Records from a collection
=-=-=

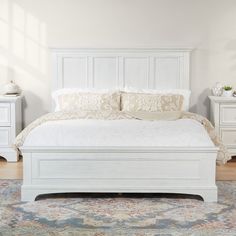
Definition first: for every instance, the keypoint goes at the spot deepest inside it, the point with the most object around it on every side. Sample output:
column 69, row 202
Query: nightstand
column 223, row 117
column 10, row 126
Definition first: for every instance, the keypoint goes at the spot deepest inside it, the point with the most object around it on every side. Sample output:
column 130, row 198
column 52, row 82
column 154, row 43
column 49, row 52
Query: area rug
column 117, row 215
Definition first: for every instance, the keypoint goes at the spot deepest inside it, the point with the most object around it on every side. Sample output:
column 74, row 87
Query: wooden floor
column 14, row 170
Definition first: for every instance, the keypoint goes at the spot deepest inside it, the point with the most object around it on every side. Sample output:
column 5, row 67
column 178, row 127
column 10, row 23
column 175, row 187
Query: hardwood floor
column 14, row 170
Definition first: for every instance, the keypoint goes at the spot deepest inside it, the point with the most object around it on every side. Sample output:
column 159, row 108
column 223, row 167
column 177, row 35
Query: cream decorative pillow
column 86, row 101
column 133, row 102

=-=-=

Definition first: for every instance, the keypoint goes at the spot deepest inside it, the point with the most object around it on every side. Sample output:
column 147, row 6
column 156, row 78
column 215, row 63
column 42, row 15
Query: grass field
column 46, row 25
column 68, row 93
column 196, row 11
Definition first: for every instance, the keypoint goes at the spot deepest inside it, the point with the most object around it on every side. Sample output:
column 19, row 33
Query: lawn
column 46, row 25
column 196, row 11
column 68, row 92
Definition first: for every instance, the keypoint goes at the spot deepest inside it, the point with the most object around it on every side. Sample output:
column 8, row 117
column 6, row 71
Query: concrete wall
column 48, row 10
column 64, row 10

=-=-=

Goal of the exercise: Reproduce exactly the entries above, limited to the lines from the one with "column 49, row 52" through the one with "column 175, row 187", both included.

Solved problem:
column 49, row 52
Query: area rug
column 117, row 215
Definition first: for every instance, the keypoint goes at the spot deepest inside it, the point with the most object around it on every side. Sample output:
column 74, row 87
Query: wooden floor
column 14, row 170
Definition first: for every instance, the keypoint goes at the spot deepest inside it, the point with the most object around it on every side. Sample output:
column 5, row 67
column 178, row 127
column 10, row 23
column 175, row 187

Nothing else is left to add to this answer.